** TASK TO COMPLETE **
Your response should be a copy of each line in the listing below that includes the word "wire".
________________
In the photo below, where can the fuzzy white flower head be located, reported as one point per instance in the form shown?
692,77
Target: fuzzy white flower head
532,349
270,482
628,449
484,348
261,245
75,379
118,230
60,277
________________
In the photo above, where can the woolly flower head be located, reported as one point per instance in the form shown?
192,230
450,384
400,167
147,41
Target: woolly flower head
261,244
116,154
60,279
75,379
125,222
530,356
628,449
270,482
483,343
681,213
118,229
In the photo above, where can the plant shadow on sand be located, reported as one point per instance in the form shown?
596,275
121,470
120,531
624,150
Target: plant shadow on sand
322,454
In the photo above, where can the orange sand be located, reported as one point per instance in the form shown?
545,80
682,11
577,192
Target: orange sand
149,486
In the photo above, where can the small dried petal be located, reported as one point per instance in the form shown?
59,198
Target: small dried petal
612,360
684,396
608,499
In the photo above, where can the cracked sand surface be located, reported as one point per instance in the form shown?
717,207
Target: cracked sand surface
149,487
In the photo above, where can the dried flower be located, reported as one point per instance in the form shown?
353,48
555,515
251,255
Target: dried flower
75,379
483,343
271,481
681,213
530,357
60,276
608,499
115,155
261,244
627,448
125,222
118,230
________________
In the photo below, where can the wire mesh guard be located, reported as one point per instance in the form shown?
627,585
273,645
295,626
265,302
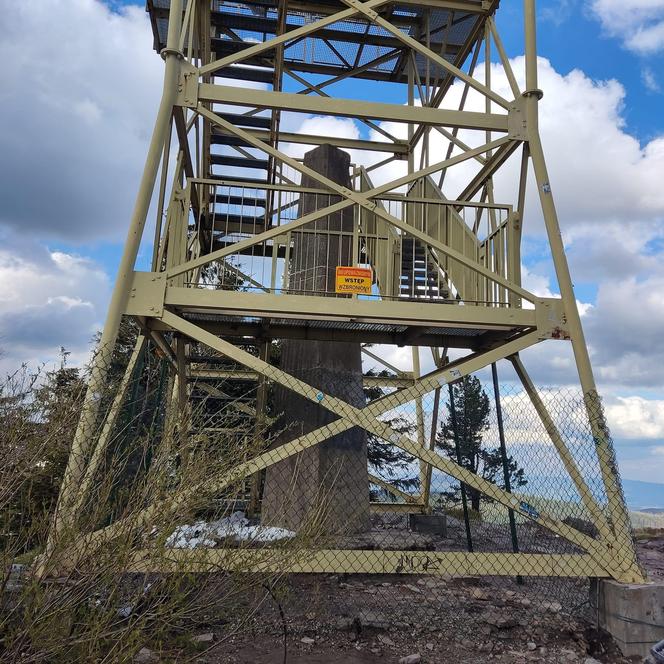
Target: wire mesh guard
________________
** PROBLEM SOLUTION **
In the photo below, where can the wire mesh guard be located, reported as one point per instance in the form shown?
Target: wire mesh guard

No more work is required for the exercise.